(SUPPLIED PASSAGE Opens)

Branch: probabilistic-cycle-model

Title

Probabilistic Cycle Model: Uncertainty-Aware Menstrual Cycle Prediction


Description

This branch introduces a probabilistic, uncertainty-aware mathematical model for menstrual cycle prediction in ROS Cycle.

Earlier versions of ROS Cycle relied primarily on deterministic date arithmetic: given a last menstrual period and an average cycle length, future dates were projected using fixed offsets. While simple and transparent, that approach implicitly treated the menstrual cycle as regular and predictable.

This branch explicitly acknowledges that human biological cycles are variable, even in healthy individuals. Instead of hiding that variability, the model makes it visible, measurable, and explainable.


What Changes in This Branch

1. Deterministic Baseline Remains

The system still computes a clear deterministic baseline:

  • Cycle day indexing based on modular arithmetic
  • Reference phase boundaries (menstrual, follicular, ovulation center, luteal)
  • Calendar projections for future months

These components provide structural clarity and prevent the model from becoming opaque.


2. Ovulation as a Likelihood Curve

Ovulation is no longer represented as a single predicted day.

Instead, the model represents ovulation timing as a continuous likelihood curve centered around a biological prior (approximately 14 days before the next period). A Gaussian-style function is used to assign relative likelihood to each cycle day.

This curve does not claim medical certainty. It communicates relative plausibility rather than truth.


3. Fertility as Probability, Not a Binary State

Fertile days are derived from ovulation likelihood values rather than fixed windows.

  • High fertility, medium fertility, and low fertility are defined using probability thresholds
  • Boundaries are intentionally soft, not sharp
  • The model avoids labeling any single day as definitively fertile or infertile

This reduces false confidence and better reflects biological reality.


4. Explicit Modeling of Uncertainty

Cycle variability (± days) is treated as a first-class mathematical parameter.

Variability influences:

  • The width of the ovulation likelihood curve
  • The size of the fertile window
  • The confidence displayed to the user

Higher variability produces wider, flatter probability distributions and lower confidence. Lower variability produces narrower curves and higher confidence.


5. Transparent Confidence Estimation

The model computes a confidence score derived from the ratio between variability and average cycle length.

This score is:

  • Bounded
  • Interpretable
  • Clearly communicated as confidence in prediction, not health status

The goal is not reassurance, but honesty.


What This Branch Does Not Do

  • It does not diagnose conditions
  • It does not predict hormonal states
  • It does not claim medical accuracy
  • It does not use machine learning or external data

All computation remains local, deterministic where possible, and probabilistic where uncertainty cannot be eliminated.

(SUPPLIED PASSAGE Closes)
(DATASET EXTRACT Opens)

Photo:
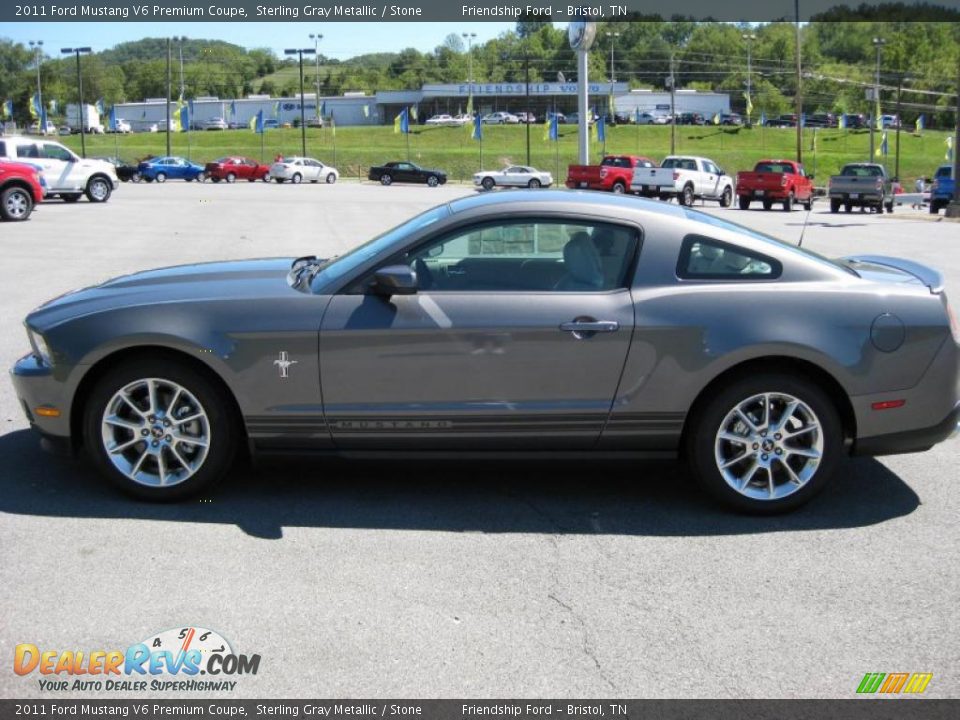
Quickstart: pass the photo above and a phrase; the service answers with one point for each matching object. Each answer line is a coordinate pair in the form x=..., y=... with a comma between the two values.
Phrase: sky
x=340, y=41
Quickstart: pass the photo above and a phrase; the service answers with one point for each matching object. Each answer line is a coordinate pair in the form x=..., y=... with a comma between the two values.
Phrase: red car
x=236, y=168
x=21, y=187
x=775, y=181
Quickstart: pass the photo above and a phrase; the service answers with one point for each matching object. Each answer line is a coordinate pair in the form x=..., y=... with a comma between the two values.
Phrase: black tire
x=98, y=189
x=16, y=204
x=726, y=197
x=224, y=436
x=701, y=444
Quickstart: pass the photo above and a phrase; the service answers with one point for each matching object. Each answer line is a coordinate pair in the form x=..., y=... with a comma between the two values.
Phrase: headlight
x=40, y=347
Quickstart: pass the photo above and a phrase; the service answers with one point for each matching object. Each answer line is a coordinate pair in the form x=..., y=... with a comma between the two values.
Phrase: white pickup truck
x=688, y=178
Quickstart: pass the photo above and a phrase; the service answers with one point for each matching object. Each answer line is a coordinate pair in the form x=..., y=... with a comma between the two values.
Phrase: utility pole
x=749, y=37
x=303, y=118
x=799, y=97
x=317, y=37
x=877, y=43
x=953, y=208
x=673, y=108
x=169, y=85
x=37, y=47
x=83, y=124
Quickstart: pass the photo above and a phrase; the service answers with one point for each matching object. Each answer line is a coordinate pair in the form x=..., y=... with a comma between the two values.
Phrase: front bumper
x=36, y=387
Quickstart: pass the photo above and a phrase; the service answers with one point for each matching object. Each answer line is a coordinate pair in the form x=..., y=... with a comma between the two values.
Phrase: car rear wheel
x=98, y=189
x=16, y=204
x=767, y=443
x=159, y=430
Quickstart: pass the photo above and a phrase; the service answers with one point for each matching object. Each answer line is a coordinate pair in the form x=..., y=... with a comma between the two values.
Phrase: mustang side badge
x=284, y=362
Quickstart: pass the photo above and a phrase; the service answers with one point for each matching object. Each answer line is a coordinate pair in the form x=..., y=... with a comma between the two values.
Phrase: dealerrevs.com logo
x=173, y=660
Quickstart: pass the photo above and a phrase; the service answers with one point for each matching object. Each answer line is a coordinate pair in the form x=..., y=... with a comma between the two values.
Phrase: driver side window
x=528, y=255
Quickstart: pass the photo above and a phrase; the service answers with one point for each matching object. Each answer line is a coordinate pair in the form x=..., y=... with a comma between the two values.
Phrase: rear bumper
x=911, y=440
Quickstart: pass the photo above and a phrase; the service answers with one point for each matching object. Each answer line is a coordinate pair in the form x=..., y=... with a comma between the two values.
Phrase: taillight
x=954, y=325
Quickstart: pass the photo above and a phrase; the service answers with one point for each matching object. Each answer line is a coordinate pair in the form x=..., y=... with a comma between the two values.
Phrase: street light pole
x=83, y=124
x=300, y=52
x=317, y=37
x=469, y=38
x=37, y=47
x=877, y=43
x=749, y=37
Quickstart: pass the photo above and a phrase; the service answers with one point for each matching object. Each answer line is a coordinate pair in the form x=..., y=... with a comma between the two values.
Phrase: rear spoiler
x=933, y=279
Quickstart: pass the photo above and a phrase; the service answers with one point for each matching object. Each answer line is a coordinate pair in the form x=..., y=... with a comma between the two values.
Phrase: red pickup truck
x=21, y=187
x=775, y=181
x=614, y=173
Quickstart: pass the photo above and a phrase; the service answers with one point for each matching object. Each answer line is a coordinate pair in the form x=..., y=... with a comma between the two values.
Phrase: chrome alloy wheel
x=155, y=432
x=769, y=446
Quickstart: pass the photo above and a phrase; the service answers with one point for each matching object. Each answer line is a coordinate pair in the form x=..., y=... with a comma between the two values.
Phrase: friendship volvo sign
x=520, y=89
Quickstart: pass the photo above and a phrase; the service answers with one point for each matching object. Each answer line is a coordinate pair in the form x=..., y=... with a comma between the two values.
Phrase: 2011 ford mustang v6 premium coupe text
x=551, y=321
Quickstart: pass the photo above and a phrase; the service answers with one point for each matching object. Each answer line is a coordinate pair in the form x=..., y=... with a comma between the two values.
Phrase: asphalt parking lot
x=464, y=580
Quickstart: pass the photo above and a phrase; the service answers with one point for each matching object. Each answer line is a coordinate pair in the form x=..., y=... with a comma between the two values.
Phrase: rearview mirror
x=395, y=280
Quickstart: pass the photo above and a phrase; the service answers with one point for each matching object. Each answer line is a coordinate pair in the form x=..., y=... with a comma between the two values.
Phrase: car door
x=516, y=337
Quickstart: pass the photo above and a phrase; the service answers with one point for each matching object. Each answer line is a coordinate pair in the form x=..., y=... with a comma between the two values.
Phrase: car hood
x=237, y=280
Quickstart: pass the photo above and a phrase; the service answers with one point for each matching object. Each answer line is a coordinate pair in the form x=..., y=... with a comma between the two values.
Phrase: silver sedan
x=513, y=176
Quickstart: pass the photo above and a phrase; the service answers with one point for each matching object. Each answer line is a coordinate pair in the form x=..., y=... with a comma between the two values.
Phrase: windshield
x=337, y=267
x=734, y=227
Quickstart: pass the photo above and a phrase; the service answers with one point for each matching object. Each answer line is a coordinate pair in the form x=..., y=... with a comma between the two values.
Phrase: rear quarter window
x=703, y=258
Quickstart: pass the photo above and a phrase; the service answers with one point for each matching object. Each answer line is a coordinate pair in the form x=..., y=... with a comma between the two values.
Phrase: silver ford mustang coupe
x=552, y=322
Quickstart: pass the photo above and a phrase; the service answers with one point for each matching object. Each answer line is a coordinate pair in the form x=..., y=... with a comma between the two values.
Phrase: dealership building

(DATASET EXTRACT Closes)

- [STUDY QUESTIONS]
1. Copy out the part of the branch description that begins at the words "Branch: probabilistic-cycle-model" and ends after the words "measurable, and explainable.".
2. According to the branch description, what is the model's confidence score derived from?
3. Shorten the paragraph of the branch description that begins "Earlier versions of ROS Cycle relied," keeping its main facts.

- [TASK RESPONSES]
1.
Branch: probabilistic-cycle-model

Title

Probabilistic Cycle Model: Uncertainty-Aware Menstrual Cycle Prediction


Description

This branch introduces a probabilistic, uncertainty-aware mathematical model for menstrual cycle prediction in ROS Cycle.

Earlier versions of ROS Cycle relied primarily on deterministic date arithmetic: given a last menstrual period and an average cycle length, future dates were projected using fixed offsets. While simple and transparent, that approach implicitly treated the menstrual cycle as regular and predictable.

This branch explicitly acknowledges that human biological cycles are variable, even in healthy individuals. Instead of hiding that variability, the model makes it visible, measurable, and explainable.

2. The ratio between variability and average cycle length.

3. Earlier ROS Cycle versions used deterministic date arithmetic, projecting future dates with fixed offsets from a last menstrual period and an average cycle length. This approach was simple and transparent but implicitly treated the cycle as regular and predictable.